**EXERCISE DIRECTIONS:** Pick up the article below about parents' views on a possible Down syndrome cure and continue writing it after its final sentence.

**PASSAGE PROVIDED:**
Is a wonder pill necessarily wonderful for people with Down syndrome?


This article was originally on a blog post platform and may be missing photos, graphics or links. See About archive blog posts.

Scientists are hard at work developing a cure for the genetic disorder Down syndrome. But even if they succeed, nearly 60% of parents whose children have Down syndrome might take a pass.

In a survey conducted by researchers from the psychiatry department at the University of British Columbia in Vancouver, 27% of parents said they would not cure their children, and another 32% said they were unsure. Many parents expressed concern that a cure would change their child’s personality, said Angela Inglis, a genetic counselor who worked on the survey.


“Yes, it is a challenge, but your life will change in so many ways for the good, [but] you can’t imagine not having him,” said one parent who would decline a cure.

Dataset entries
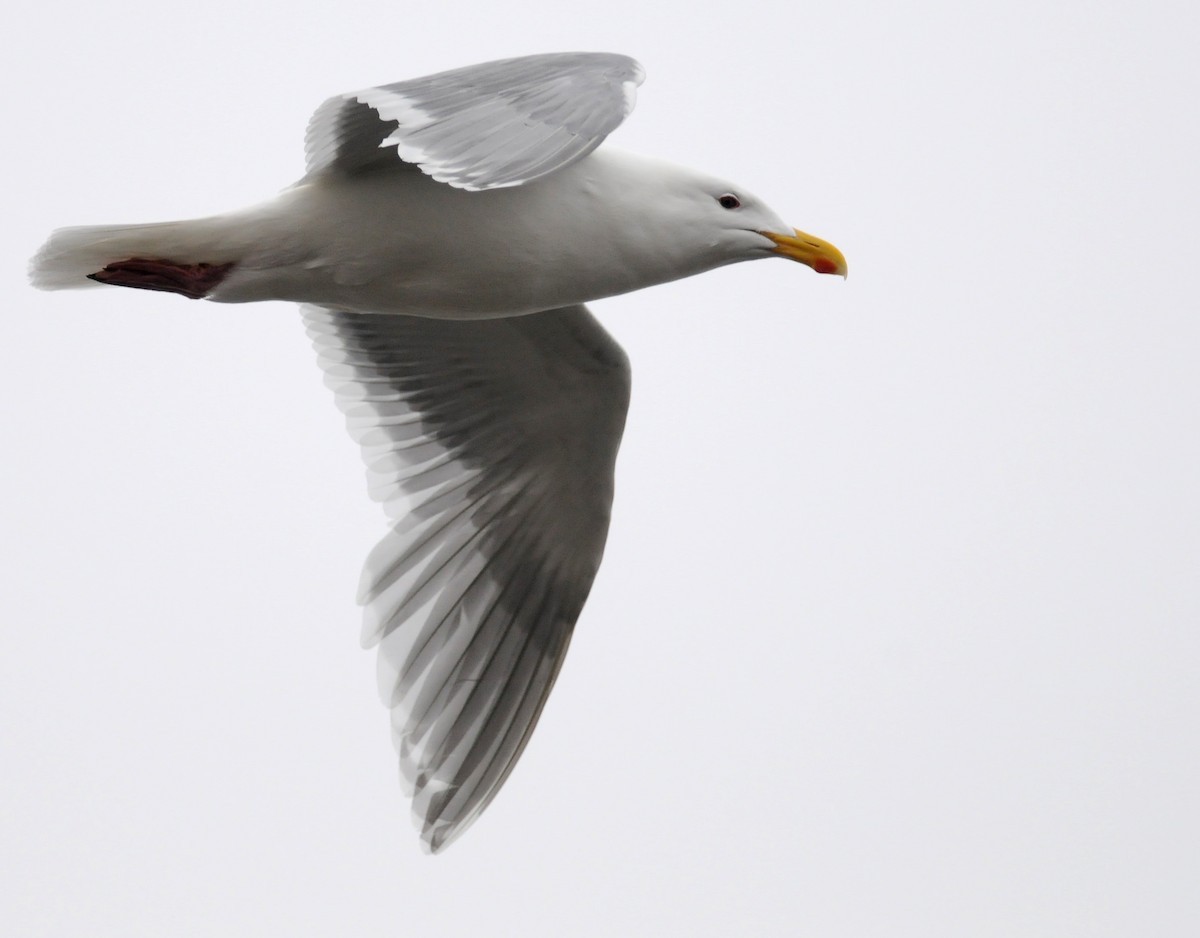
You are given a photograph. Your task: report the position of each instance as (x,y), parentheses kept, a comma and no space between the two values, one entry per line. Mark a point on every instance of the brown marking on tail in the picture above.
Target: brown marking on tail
(193,281)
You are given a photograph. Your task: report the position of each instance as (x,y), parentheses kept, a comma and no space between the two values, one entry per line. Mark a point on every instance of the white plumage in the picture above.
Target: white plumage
(442,245)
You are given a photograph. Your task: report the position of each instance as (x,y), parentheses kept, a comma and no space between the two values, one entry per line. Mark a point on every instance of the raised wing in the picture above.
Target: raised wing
(484,126)
(491,445)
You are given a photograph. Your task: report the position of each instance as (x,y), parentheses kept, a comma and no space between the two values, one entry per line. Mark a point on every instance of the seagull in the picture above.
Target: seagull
(442,244)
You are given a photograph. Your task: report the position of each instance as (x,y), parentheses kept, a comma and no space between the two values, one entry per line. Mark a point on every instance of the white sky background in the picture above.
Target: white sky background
(897,629)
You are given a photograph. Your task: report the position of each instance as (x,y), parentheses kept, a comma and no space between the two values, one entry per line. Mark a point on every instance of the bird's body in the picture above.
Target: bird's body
(491,442)
(420,247)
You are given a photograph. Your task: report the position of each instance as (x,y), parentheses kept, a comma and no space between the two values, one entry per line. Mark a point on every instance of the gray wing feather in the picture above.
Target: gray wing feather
(484,126)
(492,446)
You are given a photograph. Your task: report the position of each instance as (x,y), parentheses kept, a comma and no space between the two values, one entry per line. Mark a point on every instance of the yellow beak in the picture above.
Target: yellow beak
(809,250)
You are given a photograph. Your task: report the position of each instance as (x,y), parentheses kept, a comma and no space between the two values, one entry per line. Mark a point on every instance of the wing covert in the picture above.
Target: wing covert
(484,126)
(491,445)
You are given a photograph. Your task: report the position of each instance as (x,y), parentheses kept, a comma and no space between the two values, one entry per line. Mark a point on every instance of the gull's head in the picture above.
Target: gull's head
(754,230)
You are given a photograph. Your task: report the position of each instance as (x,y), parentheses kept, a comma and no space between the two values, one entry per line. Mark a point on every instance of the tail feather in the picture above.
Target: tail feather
(72,253)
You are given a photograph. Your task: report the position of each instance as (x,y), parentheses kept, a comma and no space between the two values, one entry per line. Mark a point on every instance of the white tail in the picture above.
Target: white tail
(72,253)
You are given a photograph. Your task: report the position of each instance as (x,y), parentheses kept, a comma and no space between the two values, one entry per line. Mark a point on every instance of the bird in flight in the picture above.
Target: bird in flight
(442,245)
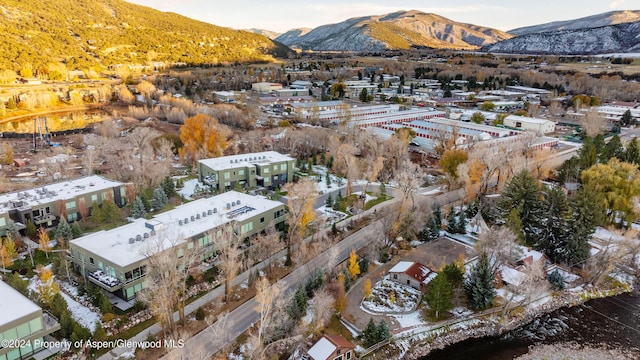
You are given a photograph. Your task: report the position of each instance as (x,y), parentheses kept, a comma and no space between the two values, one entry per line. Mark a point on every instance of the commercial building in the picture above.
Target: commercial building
(116,260)
(24,321)
(44,205)
(541,126)
(267,169)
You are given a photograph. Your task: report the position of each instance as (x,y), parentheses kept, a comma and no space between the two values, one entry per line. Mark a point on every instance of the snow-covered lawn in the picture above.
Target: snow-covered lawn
(381,300)
(83,315)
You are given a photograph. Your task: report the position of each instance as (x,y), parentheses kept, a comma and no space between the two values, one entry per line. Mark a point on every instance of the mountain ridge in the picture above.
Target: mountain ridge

**RESPONSE TO THE EXERCISE:**
That feeling was not universal. Forty-one percent of parents said they would definitely treat their children for Down syndrome. Those parents said they were motivated by a desire to make their kids more independent and to give them more opportunities in life, Inglis said. She added that parents who had the hardest time caring for their children were the most inclined to seek a cure.

“It is very difficult, especially for the family dynamics,” one parent told researchers. “It changes our life because there is so much more stress and issues with a child with special needs. We often feel like giving up on life.”

Patients with Down syndrome have three copies of chromosome 21 instead of the usual two. In addition to the mental and physical symptoms, it can cause congenital heart disease, hearing problems, celiac disease, dementia and problems with the intestines, eyes, thyroid and skeleton. People with Down syndrome often live into their 50s, according to the National Institute of Child Health and Human Development.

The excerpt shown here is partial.